-- Aufgaben --
1. Beantworten Sie anhand des Textauszugs zur Rechtsprechungsänderung folgende Fragen:
(a) Was ließ der BFH im entschiedenen Fall zu?
(b) Auf wie viele Jahre wurde die zweijährige Spekulationsfrist erweitert?
(c) Wodurch wird der Veräußerungsgewinn nach § 23 Abs. 3 Satz 4 EStG gemindert?
2. Übertragen Sie aus dem Textauszug zur Rechtsprechungsänderung wortgetreu den Abschnitt, der mit „Der BFH änderte“ beginnt und bis einschließlich „nicht länger haltbar.“ reicht.

-- Ausgewählter Textauszug --

Rechtsprechungsänderung

Der BFH änderte diese Rspr. und ließ im entschiedenen Fall die nachträgliche steuerliche Geltendmachung der Schuldzinsen zu. Zur Begründung verweist er auf zwei Erwägungen:

–  Mit der Erweiterung der zweijährigen Spekulationsfrist auf zehn Jahre seit dem StEntlG 1999/2000/2002 hat der Gesetzgeber eine Grundentscheidung dahingehend getroffen, dass zur Erzielung von Einkünften dienende Wohngrundstücke für den genannten Zeitraum, und damit über einen steuerpolitisch gerechtfertigten „Spekulationszeitraum“ hinaus, nicht mehr dem privaten, sondern dem steuerrechtlich erheblichen Vermögensbereich zuzuordnen sind. Vor dem Hintergrund dieser gesetzgeberischen Grundentscheidung ist das bisherige Argument, der Fortbestand eines (Rest-)Darlehens habe seine Ursache in dem im privaten Vermögensbereich erlittenen nicht steuerbaren Veräußerungsverlust, nicht länger haltbar.

–  Die Notwendigkeit einer Rechtsprechungsänderung folgt auch aus § 23 Abs. 3 Satz 4 EStG. Danach wird der Veräußerungsgewinn durch Absetzungen für Abnutzung, erhöhte Absetzungen und Sonderabschreibungen gemindert, soweit sie bei der Ermittlung z. B. der Vermietungseinkünfte abgezogen worden sind. Damit wird das private Veräußerungsgeschäft mit der bisherigen steuerbaren und steuerpflichtigen Nutzung des Grundstücks verknüpft und die Ermittlung des Gewinns aus einem privaten Veräußerungsgeschäft wird strukturell der Ermittlung eines Gewinns aus der Veräußerung eines Wirtschaftsguts des Betriebsvermögens gleichgestellt. Die Rechtsprechungsänderung dient also auch dazu, die notwendige steuerrechtliche Gleichbehandlung von nachträglichen Schuldzinsen bei den Gewinn- und bei den Überschusseinkünften wieder herzustellen.

-- Bereitgestellte Einträge --
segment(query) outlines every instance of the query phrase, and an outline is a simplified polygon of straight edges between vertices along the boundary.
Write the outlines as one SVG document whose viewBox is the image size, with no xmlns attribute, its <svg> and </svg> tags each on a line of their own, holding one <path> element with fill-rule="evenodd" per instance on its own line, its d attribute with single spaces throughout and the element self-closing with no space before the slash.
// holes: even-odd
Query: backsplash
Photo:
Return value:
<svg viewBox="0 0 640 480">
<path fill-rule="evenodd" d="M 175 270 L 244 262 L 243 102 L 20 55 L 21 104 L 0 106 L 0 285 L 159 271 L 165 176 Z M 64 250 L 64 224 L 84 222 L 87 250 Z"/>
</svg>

---

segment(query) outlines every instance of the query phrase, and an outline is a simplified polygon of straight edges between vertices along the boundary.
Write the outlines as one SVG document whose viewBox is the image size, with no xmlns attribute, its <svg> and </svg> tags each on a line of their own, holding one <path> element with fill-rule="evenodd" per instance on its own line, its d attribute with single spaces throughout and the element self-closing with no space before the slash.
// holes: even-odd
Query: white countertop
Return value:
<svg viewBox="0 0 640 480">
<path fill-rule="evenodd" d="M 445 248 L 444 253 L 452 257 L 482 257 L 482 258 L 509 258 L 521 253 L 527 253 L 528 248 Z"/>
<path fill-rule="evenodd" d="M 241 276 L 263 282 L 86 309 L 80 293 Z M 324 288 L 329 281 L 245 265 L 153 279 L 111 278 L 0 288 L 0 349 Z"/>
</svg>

-- Ergebnisse je Aufgabe --
1.
(a) Die nachträgliche steuerliche Geltendmachung der Schuldzinsen.
(b) Auf zehn Jahre.
(c) Durch Absetzungen für Abnutzung, erhöhte Absetzungen und Sonderabschreibungen, soweit sie bei der Ermittlung z. B. der Vermietungseinkünfte abgezogen worden sind.

2.
Der BFH änderte diese Rspr. und ließ im entschiedenen Fall die nachträgliche steuerliche Geltendmachung der Schuldzinsen zu. Zur Begründung verweist er auf zwei Erwägungen:

–  Mit der Erweiterung der zweijährigen Spekulationsfrist auf zehn Jahre seit dem StEntlG 1999/2000/2002 hat der Gesetzgeber eine Grundentscheidung dahingehend getroffen, dass zur Erzielung von Einkünften dienende Wohngrundstücke für den genannten Zeitraum, und damit über einen steuerpolitisch gerechtfertigten „Spekulationszeitraum“ hinaus, nicht mehr dem privaten, sondern dem steuerrechtlich erheblichen Vermögensbereich zuzuordnen sind. Vor dem Hintergrund dieser gesetzgeberischen Grundentscheidung ist das bisherige Argument, der Fortbestand eines (Rest-)Darlehens habe seine Ursache in dem im privaten Vermögensbereich erlittenen nicht steuerbaren Veräußerungsverlust, nicht länger haltbar.